Given task: Write out the material below word for word, from the line that contains "Find the calm" through the last line of the material, including both.

** start **

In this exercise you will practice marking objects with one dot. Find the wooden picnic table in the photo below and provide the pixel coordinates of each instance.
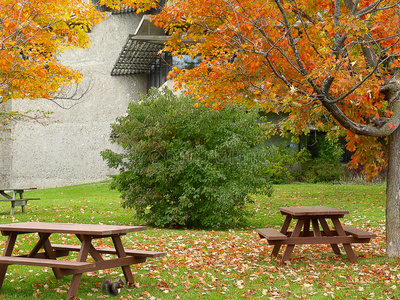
(85, 233)
(312, 228)
(16, 197)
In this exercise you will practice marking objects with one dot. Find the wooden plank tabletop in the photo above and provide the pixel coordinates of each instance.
(301, 211)
(17, 189)
(73, 228)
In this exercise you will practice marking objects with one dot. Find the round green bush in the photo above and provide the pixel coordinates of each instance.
(187, 166)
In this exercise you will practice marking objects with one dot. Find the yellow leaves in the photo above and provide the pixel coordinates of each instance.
(32, 32)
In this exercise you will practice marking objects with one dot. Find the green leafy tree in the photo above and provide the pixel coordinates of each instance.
(185, 166)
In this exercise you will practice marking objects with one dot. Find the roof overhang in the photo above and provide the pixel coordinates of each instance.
(138, 54)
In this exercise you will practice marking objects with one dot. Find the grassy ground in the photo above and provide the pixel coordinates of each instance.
(232, 264)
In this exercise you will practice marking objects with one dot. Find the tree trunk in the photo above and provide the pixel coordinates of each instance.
(393, 197)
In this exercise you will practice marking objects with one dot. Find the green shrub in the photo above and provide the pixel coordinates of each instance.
(285, 163)
(321, 170)
(326, 167)
(188, 167)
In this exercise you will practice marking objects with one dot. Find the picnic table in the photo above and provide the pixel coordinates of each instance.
(86, 234)
(315, 218)
(15, 196)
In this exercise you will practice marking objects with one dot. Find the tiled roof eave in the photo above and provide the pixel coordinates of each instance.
(137, 54)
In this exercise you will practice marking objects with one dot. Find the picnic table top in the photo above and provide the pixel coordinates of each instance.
(301, 211)
(73, 228)
(16, 189)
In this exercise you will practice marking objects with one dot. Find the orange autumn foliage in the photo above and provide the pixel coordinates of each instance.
(325, 64)
(32, 32)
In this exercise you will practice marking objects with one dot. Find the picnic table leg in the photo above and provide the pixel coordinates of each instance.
(328, 232)
(119, 248)
(12, 208)
(7, 252)
(76, 278)
(347, 246)
(45, 243)
(284, 229)
(296, 233)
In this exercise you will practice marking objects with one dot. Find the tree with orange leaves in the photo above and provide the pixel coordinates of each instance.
(333, 65)
(31, 34)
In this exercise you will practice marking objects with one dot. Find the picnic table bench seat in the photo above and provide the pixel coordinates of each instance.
(130, 252)
(18, 202)
(44, 262)
(271, 234)
(358, 233)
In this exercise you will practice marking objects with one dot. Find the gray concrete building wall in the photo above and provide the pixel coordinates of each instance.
(5, 154)
(67, 150)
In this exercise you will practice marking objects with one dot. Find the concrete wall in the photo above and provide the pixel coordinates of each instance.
(67, 150)
(5, 154)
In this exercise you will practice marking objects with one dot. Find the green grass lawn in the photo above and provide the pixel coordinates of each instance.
(233, 264)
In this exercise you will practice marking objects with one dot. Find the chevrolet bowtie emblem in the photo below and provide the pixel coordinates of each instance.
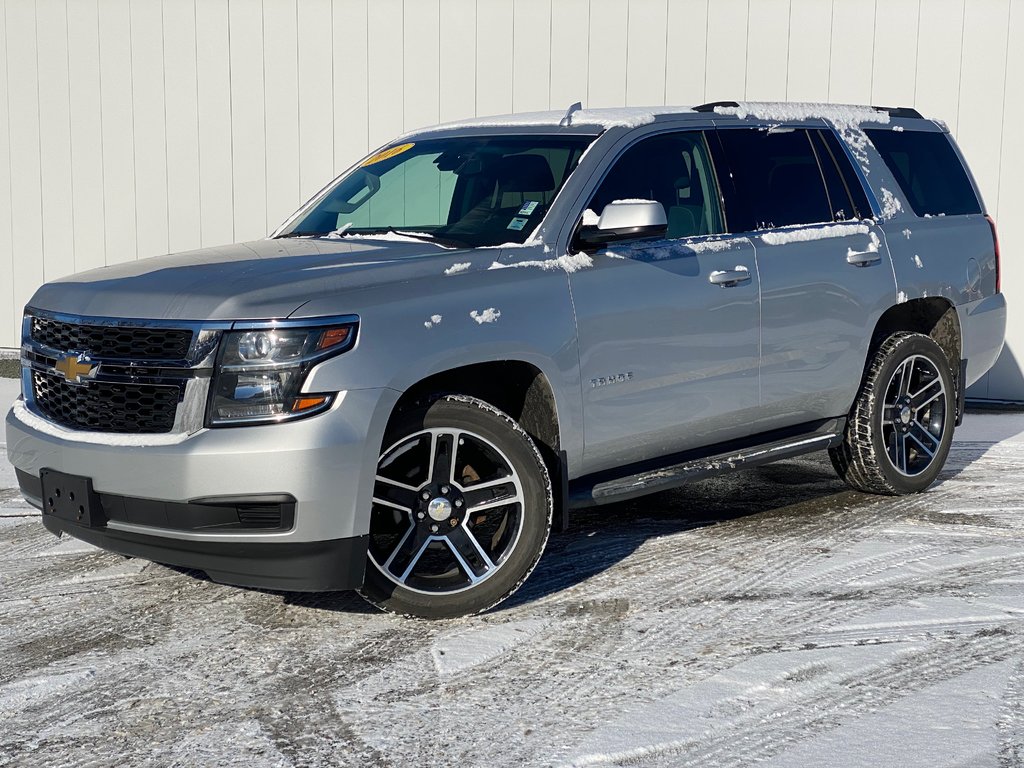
(75, 368)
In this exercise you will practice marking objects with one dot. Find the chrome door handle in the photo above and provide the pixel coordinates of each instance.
(862, 258)
(729, 278)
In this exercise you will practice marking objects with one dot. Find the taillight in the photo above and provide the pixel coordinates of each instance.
(995, 243)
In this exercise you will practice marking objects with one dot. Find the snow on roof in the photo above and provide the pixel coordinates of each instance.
(841, 116)
(619, 117)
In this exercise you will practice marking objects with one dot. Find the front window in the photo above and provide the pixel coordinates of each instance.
(467, 192)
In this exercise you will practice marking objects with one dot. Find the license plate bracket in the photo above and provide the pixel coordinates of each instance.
(71, 498)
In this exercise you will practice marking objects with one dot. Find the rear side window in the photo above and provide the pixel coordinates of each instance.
(845, 190)
(928, 170)
(777, 178)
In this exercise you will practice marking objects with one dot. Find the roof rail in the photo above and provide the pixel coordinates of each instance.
(567, 120)
(710, 107)
(900, 112)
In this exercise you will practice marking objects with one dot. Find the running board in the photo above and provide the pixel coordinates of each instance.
(826, 435)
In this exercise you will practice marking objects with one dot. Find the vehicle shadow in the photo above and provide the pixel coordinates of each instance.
(599, 538)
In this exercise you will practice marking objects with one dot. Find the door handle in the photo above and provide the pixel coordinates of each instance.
(729, 278)
(862, 258)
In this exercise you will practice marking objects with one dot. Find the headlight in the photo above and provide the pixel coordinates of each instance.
(260, 372)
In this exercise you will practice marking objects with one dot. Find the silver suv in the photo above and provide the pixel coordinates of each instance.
(485, 325)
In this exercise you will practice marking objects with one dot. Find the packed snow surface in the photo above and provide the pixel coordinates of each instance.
(770, 617)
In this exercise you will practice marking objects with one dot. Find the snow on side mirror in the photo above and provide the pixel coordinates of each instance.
(626, 219)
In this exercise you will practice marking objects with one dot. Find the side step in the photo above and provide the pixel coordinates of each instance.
(603, 491)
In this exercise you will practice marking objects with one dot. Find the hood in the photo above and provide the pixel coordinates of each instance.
(266, 279)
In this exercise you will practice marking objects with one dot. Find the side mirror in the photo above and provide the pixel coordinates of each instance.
(626, 219)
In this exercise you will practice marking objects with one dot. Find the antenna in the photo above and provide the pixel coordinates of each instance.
(567, 120)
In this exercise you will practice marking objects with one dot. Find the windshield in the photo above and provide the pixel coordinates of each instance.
(467, 192)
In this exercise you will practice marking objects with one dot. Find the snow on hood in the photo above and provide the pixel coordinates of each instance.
(263, 279)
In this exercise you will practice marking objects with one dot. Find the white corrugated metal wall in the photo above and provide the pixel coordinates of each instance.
(129, 129)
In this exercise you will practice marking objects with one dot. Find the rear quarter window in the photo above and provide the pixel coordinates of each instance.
(928, 170)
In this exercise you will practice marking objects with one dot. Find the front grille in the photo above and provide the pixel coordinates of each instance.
(105, 407)
(113, 342)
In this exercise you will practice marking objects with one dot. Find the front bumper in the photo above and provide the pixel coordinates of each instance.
(295, 566)
(326, 463)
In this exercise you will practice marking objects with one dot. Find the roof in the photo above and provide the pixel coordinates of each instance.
(632, 117)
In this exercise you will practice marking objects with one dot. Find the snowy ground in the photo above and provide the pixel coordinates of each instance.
(770, 617)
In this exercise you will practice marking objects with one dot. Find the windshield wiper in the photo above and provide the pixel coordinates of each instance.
(300, 233)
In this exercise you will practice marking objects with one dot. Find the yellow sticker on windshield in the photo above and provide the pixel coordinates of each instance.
(386, 154)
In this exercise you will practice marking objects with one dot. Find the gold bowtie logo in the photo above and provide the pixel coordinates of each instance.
(75, 368)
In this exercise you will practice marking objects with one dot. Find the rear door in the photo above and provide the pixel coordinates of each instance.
(668, 349)
(825, 274)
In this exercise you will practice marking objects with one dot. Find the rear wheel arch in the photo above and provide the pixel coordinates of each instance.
(932, 316)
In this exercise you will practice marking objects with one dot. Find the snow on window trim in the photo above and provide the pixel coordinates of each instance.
(805, 235)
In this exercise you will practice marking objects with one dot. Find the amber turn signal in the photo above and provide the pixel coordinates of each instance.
(304, 403)
(333, 337)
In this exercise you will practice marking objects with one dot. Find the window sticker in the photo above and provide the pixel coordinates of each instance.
(386, 154)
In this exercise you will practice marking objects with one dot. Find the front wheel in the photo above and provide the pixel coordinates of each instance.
(901, 425)
(461, 512)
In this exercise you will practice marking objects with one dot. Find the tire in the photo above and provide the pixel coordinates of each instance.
(901, 425)
(462, 511)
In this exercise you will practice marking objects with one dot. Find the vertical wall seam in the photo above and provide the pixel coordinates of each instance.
(262, 54)
(131, 90)
(1003, 114)
(960, 78)
(832, 47)
(788, 49)
(704, 97)
(167, 164)
(665, 83)
(71, 142)
(102, 154)
(875, 40)
(626, 62)
(39, 141)
(199, 130)
(230, 110)
(551, 28)
(916, 55)
(298, 104)
(10, 178)
(747, 52)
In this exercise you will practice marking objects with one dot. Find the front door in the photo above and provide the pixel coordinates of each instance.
(668, 330)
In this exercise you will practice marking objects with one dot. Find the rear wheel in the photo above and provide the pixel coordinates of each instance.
(461, 514)
(901, 426)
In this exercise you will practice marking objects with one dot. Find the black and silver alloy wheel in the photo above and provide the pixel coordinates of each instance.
(461, 511)
(901, 425)
(914, 415)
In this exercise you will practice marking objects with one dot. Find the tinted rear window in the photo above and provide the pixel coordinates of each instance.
(928, 170)
(777, 178)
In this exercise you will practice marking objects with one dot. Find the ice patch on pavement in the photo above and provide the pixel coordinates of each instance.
(945, 725)
(455, 653)
(748, 692)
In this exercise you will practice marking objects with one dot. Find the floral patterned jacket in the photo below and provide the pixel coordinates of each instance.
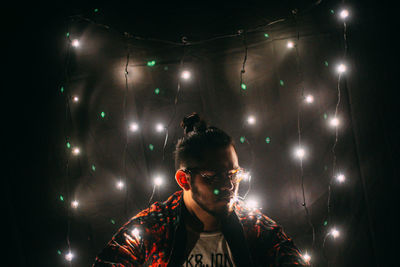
(157, 236)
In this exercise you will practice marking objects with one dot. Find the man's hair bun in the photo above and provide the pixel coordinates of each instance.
(193, 122)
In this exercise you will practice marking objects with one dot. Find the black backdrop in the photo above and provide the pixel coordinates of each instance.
(36, 221)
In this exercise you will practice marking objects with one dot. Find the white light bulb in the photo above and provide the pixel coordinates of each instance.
(335, 122)
(69, 256)
(158, 181)
(120, 185)
(135, 233)
(334, 233)
(252, 204)
(290, 44)
(309, 99)
(341, 178)
(341, 68)
(75, 204)
(76, 151)
(251, 120)
(159, 127)
(344, 13)
(75, 43)
(307, 257)
(300, 152)
(133, 127)
(185, 75)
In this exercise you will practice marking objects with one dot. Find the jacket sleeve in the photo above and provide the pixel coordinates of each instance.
(126, 249)
(280, 249)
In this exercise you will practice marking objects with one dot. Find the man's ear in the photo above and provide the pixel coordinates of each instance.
(182, 179)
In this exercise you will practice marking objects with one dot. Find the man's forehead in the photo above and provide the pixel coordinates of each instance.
(220, 159)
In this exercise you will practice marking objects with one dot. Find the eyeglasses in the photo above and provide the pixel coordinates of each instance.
(213, 177)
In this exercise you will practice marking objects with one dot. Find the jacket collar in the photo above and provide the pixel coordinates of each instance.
(232, 230)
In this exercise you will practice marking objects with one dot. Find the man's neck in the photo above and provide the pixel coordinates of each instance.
(198, 219)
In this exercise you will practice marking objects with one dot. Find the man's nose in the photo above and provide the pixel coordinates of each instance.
(227, 184)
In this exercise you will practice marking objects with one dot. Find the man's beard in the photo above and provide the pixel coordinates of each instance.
(221, 213)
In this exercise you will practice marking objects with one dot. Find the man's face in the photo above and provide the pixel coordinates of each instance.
(215, 197)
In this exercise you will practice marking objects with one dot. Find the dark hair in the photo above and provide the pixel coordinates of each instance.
(198, 138)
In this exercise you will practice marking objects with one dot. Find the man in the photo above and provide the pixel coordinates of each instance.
(204, 224)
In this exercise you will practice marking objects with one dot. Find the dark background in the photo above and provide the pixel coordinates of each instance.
(35, 52)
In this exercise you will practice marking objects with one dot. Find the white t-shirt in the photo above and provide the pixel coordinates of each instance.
(211, 250)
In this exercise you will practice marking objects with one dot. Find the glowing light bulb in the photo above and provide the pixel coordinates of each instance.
(69, 256)
(75, 43)
(307, 257)
(290, 44)
(185, 75)
(120, 185)
(309, 99)
(300, 152)
(133, 127)
(159, 127)
(76, 151)
(252, 204)
(158, 181)
(335, 122)
(251, 120)
(135, 233)
(341, 178)
(334, 233)
(344, 13)
(341, 68)
(75, 204)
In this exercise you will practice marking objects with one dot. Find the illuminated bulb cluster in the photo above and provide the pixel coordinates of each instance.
(185, 75)
(334, 233)
(75, 204)
(309, 99)
(334, 122)
(300, 152)
(252, 204)
(344, 13)
(341, 178)
(120, 185)
(136, 233)
(159, 127)
(69, 256)
(76, 151)
(307, 257)
(75, 43)
(341, 68)
(158, 181)
(251, 120)
(133, 127)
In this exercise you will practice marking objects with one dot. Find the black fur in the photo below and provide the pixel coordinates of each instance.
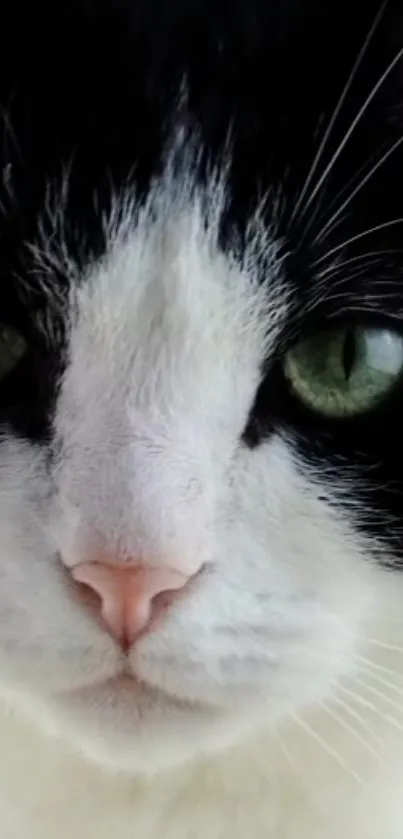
(96, 89)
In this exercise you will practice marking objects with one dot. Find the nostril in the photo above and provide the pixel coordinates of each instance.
(127, 598)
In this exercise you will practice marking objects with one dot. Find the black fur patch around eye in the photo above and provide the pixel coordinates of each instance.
(306, 99)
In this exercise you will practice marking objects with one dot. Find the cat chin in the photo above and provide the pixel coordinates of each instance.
(123, 725)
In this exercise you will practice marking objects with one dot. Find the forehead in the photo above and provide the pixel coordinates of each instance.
(95, 94)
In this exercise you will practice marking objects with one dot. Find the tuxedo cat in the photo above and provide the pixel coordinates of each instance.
(201, 408)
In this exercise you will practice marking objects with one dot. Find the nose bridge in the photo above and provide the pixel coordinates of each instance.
(134, 491)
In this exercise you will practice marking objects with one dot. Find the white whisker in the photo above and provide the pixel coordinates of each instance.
(379, 693)
(330, 225)
(358, 718)
(352, 128)
(366, 703)
(326, 747)
(350, 728)
(356, 238)
(336, 113)
(378, 255)
(380, 667)
(382, 644)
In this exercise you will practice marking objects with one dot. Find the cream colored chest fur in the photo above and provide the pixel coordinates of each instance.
(275, 787)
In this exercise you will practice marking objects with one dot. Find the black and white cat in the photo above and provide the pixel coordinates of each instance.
(201, 391)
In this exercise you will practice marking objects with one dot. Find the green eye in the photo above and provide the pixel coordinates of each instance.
(12, 349)
(345, 371)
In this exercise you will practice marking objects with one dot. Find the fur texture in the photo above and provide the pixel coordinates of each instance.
(189, 189)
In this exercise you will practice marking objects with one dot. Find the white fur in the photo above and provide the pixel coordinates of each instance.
(256, 715)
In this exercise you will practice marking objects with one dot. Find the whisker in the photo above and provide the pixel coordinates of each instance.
(356, 238)
(350, 728)
(357, 717)
(326, 747)
(362, 700)
(330, 225)
(380, 667)
(325, 174)
(382, 644)
(336, 113)
(381, 680)
(379, 694)
(361, 257)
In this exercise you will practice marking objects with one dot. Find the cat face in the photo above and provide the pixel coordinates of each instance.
(201, 361)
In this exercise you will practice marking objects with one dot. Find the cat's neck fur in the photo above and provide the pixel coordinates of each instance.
(282, 784)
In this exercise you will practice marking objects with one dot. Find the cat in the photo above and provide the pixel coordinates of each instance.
(201, 381)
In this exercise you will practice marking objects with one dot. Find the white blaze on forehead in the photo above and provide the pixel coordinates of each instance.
(166, 348)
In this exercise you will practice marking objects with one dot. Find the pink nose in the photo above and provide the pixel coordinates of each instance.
(130, 597)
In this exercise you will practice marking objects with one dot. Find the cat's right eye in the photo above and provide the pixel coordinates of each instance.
(12, 349)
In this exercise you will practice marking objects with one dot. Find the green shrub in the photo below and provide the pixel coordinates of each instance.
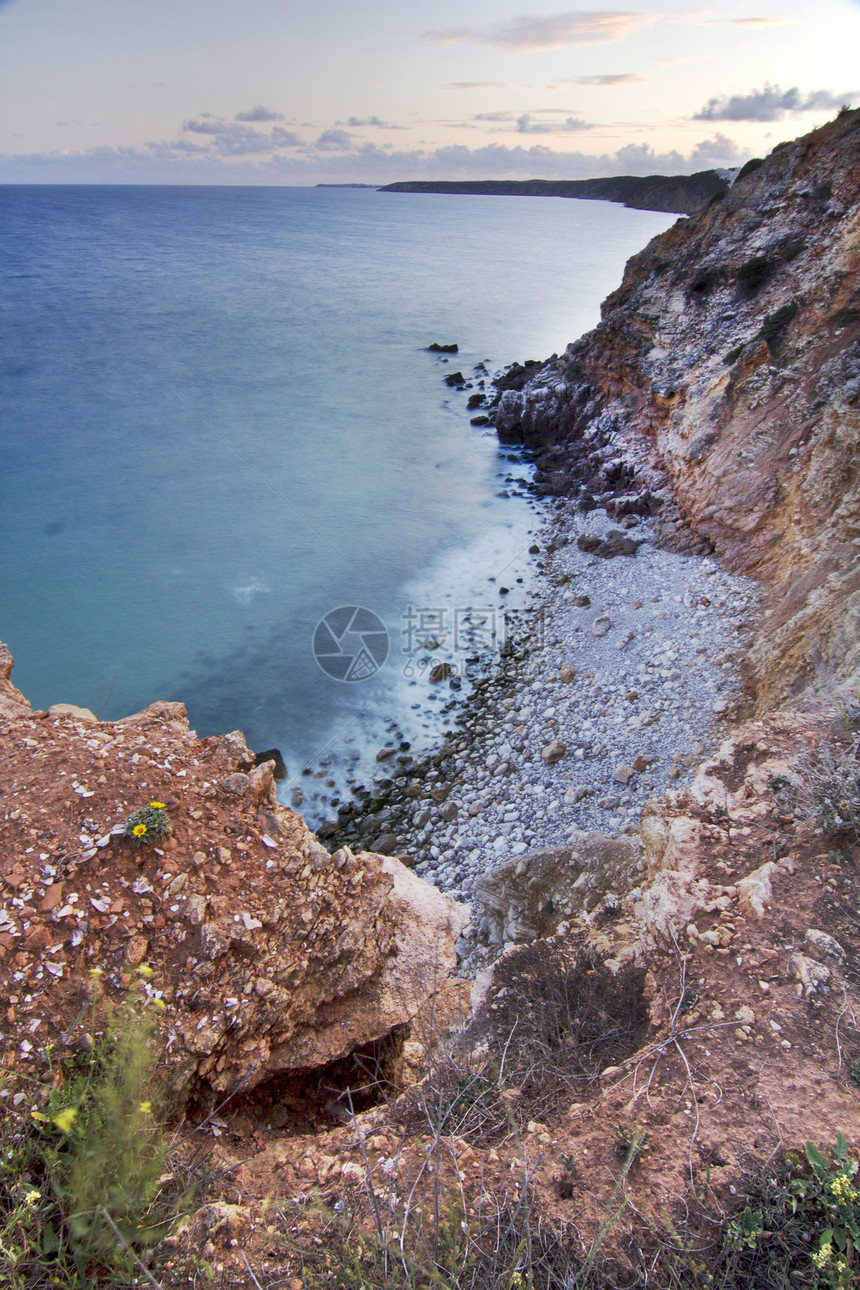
(753, 164)
(80, 1174)
(754, 272)
(775, 324)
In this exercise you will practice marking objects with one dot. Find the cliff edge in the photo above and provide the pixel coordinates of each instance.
(721, 392)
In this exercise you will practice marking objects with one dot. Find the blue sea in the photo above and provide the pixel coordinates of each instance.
(219, 425)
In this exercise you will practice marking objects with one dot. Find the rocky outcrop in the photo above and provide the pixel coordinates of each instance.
(721, 395)
(267, 953)
(685, 194)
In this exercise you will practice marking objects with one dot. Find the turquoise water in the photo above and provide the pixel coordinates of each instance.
(219, 423)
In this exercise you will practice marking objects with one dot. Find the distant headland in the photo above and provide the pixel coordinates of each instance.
(684, 194)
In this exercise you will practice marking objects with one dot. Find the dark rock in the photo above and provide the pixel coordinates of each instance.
(236, 784)
(386, 844)
(616, 543)
(272, 755)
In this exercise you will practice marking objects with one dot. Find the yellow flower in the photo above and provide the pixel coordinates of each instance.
(843, 1191)
(66, 1119)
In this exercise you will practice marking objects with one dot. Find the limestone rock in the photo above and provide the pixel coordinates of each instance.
(527, 897)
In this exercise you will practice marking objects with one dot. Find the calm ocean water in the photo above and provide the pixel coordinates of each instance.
(219, 423)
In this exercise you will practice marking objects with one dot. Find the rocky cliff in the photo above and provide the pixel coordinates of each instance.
(272, 959)
(720, 392)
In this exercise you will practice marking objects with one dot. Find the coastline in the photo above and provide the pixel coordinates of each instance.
(609, 689)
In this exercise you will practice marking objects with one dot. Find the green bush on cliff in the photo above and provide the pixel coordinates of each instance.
(754, 272)
(775, 324)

** end **

Task result:
In this exercise you will practice marking objects with one dot. Find the calm ocean water in the photo above and provide the pixel coordinates of each instance.
(219, 423)
In this exercise you will practice marking objects with one dot. Find the rocky cliff in the photo above and provide the pixel coordinates of each instance.
(272, 959)
(720, 392)
In this exercise you will practice marking objects with one dot. Find the coastline in the photo above and provide the pixel coordinates of each instance.
(609, 689)
In this exercise you will practice marking objects with one dot. Find the green bush on cliff in the photo above and provide the pixel coordinates of each instance.
(754, 272)
(775, 324)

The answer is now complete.